§ **Metin Parçası**:
______
Çim konserleri

Alsancak’ta 150 yıl önce yapılmış tarihi özellikte bir havagazı fabrikası vardı. Burada kömürden üretilen gaz İzmir’in aydınlatılmasında ve evlerde yakıt olarak kullanılırdı. Fabrika 40 yıldan bu yana artık çalışmıyordu. 24 bin metrekarelik, yani 24 dönümlük geniş bir alan boş duruyordu. Şehrin merkezindeki bu yere otel, alışveriş merkezi, iş yerleri yapılabilirdi. Bütün bunların yerine, burası bir kültür merkezi haline getirildi. 2850 metrekarelik tescilli binalar restore edildi, geri kalan bütün yapılar yıkıldı. İzmir Büyükşehir Belediyesi’ni canı gönülden kutluyorum. Büyük bir rant gelirinden vazgeçip, bu mekanın kültüre tahsis edilmesi her türlü övgüye değer. Burası tek örnek değil. İzmir’de eski kamu binalarının kültür mekanlarına dönüştürülmesinin başka misalleri de var.
______
§ **Verilen Bilgiler**:
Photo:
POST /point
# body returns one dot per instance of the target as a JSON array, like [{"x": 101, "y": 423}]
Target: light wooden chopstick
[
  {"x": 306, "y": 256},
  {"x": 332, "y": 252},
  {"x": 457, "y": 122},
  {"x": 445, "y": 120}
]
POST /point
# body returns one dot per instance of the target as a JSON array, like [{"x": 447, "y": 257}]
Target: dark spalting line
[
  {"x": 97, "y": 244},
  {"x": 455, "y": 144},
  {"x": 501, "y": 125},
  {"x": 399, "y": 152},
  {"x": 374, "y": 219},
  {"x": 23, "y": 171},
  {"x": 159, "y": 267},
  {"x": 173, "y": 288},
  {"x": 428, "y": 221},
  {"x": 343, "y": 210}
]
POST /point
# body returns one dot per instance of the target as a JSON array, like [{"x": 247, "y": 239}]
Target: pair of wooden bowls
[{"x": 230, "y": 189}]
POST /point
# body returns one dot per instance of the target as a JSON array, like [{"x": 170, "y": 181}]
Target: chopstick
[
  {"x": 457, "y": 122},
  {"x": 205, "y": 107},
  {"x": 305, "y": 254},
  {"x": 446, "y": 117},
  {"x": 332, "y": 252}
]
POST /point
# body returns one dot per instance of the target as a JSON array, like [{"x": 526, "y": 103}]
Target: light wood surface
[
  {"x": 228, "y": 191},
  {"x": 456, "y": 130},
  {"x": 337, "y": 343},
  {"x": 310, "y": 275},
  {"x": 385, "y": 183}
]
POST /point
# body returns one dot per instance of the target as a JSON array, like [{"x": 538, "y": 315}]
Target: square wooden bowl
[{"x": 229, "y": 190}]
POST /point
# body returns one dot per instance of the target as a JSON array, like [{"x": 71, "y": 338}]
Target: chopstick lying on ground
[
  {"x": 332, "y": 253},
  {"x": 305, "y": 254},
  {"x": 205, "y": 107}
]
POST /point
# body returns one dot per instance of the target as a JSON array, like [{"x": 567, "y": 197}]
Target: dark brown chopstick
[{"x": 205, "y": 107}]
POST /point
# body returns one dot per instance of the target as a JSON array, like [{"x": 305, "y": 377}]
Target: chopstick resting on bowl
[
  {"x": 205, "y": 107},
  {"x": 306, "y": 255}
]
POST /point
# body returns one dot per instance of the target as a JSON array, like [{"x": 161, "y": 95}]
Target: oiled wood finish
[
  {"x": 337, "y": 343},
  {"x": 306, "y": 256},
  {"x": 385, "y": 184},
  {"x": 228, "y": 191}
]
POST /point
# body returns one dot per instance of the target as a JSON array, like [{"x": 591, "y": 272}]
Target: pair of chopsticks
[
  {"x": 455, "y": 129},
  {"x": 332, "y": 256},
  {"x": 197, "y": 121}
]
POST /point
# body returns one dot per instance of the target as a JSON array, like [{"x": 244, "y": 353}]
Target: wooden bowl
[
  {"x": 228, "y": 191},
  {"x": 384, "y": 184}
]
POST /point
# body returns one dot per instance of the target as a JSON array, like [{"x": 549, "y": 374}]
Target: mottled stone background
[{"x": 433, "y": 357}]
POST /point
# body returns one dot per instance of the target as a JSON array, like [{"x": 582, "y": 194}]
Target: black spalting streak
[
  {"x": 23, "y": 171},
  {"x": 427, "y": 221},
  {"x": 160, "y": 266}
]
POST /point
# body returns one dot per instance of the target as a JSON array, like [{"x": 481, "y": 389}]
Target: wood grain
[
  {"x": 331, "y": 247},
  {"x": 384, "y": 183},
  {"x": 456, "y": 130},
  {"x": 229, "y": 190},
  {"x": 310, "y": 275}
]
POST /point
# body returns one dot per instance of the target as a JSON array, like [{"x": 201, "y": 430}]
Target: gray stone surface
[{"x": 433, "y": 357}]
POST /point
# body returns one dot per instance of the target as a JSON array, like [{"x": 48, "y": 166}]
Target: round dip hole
______
§ **Çalışma Yönergesi**:
Alsancak'taki eski havagazı fabrikasının kültür merkezine dönüştürülmesini anlatan metni, son cümlesinin ardından sürdürünüz.

§ **Nihai Sonuç**:
RAMAZAN BEREKETİ
Söz konusu alanın bir köşesinde “Çim Konserleri” programları var. Giriş serbest. Ramazan dolayısıyla gelenekli müzik ve sanatlarımıza yer verilmiş. 25 Temmuz akşamı onlardan birine gittim. Program saat 21’de başlıyor. Fasl-ı İzmir Grubu, 6 kişilik sazdan ve şu seslerden oluşuyor: Yavuz Karabulut, Ebru Özşengel, Türkan Uymaz, Bora Uymaz.
Çim konserlerinde mekan gerçekten taze çimlerle kaplı. Kafi miktarda sandalye ve minder de var. Bunları kullanmak veya çimlere oturmak mümkün. Oruçlu olanlar hazırlıklı gelmişler. İftarla birlikte nevalelerini çıkarıp, yer sofrasında piknik havasında yiyip içtiler.
“Fasıl” klasik Türk müziğinde topluca icra edilen müziklere denir. Sadece sazların çaldığı peşrevle başlar ve saz semaisi ile biter.
Fasl-ı İzmir Grubu, Yavuz Karabulut’un hazırladığı Hicaz ve Kürdili Hicazkar fasıllarını sundu. Açık havada, serin bir atmosferde tam da fasıl zevkini tadacak bir ortam. Ne var ki volüm çok yüksekti, kulakları zorlayan bir ses yüksekliği vardı. En öndeydim, hemen kalkıp arkalara gittim, orada bile rahat dinleyemedim.
Maalesef birçok konserde ve camide, fuarlarda ses yüksekliğini makul seviyede tutmasını beceremiyor ve kendimize zulmediyoruz.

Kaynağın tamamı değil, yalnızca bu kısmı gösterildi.